§ INSTRUCTIONS TO FOLLOW: Within the data below, find the string "instance" and return each line where it occurs.

---- SOURCE DATA

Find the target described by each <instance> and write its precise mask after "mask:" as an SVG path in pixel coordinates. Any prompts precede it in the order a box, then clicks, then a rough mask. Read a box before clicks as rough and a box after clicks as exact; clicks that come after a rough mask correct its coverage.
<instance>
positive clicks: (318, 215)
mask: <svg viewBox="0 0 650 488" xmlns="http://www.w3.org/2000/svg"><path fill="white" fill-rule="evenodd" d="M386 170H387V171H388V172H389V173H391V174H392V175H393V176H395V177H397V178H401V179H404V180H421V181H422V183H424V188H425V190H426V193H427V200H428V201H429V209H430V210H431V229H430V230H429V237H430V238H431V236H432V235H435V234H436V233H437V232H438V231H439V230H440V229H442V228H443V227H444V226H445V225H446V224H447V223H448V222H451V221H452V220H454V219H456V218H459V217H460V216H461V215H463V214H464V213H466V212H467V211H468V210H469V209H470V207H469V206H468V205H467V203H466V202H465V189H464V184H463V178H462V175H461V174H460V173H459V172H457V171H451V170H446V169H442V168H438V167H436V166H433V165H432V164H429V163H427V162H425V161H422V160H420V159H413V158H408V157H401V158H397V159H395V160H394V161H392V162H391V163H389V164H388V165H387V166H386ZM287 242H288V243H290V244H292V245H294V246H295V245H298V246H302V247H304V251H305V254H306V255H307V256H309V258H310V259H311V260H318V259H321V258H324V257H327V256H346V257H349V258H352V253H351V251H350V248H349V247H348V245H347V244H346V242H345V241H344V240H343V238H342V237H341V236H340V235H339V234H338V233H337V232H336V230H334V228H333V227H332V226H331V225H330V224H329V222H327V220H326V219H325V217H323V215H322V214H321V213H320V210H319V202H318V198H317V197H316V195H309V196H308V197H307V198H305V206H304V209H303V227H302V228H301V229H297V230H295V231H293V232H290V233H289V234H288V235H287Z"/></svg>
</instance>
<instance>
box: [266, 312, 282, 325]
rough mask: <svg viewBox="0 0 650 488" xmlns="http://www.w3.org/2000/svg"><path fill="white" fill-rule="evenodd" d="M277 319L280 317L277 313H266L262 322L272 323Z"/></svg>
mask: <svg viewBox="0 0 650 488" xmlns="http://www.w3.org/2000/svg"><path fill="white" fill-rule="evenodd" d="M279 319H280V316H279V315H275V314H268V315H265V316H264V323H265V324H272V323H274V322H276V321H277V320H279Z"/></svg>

--------

§ WRITTEN SOLUTION:
Find the target described by each <instance> and write its precise mask after "mask:" as an SVG path in pixel coordinates. Any prompts precede it in the order a box, then clicks, then a rough mask. Read a box before clicks as rough and a box after clicks as exact; clicks that come after a rough mask correct its coverage.
<instance>
</instance>
<instance>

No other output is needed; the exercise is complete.